=== Requirement ===
Reproduce the material from its beginning through the line containing "left=0, top=0, right=700, bottom=280", inclusive, with "roof framework" replaced by "roof structure" and all else unchanged. Omit the pictures from the reproduced lines.

** BEGIN **

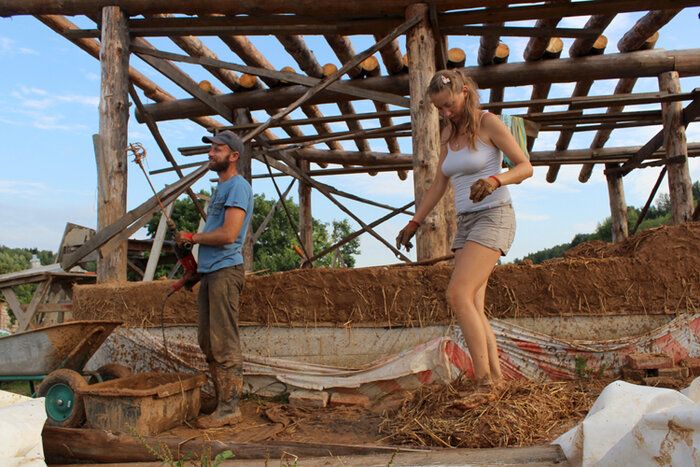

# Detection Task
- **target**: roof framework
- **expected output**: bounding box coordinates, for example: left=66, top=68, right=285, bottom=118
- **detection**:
left=0, top=0, right=700, bottom=280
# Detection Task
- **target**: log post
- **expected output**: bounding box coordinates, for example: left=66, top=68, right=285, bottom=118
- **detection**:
left=297, top=159, right=314, bottom=266
left=606, top=168, right=629, bottom=243
left=406, top=3, right=455, bottom=261
left=95, top=6, right=129, bottom=282
left=659, top=71, right=694, bottom=224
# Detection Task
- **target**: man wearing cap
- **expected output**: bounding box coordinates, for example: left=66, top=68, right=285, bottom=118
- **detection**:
left=175, top=131, right=253, bottom=428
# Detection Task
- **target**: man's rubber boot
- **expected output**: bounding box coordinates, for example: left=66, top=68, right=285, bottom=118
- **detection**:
left=195, top=367, right=243, bottom=428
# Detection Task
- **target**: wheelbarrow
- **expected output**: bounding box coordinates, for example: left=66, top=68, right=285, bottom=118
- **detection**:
left=0, top=321, right=131, bottom=427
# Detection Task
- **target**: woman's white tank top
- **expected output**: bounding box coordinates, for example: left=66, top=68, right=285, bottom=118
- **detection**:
left=441, top=130, right=511, bottom=214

** END **

=== Output of the task ===
# Detection Task
- **target**: roof structure
- **expected output**: bounding box coordinates, for example: left=66, top=68, right=285, bottom=118
- **detection**:
left=0, top=0, right=700, bottom=280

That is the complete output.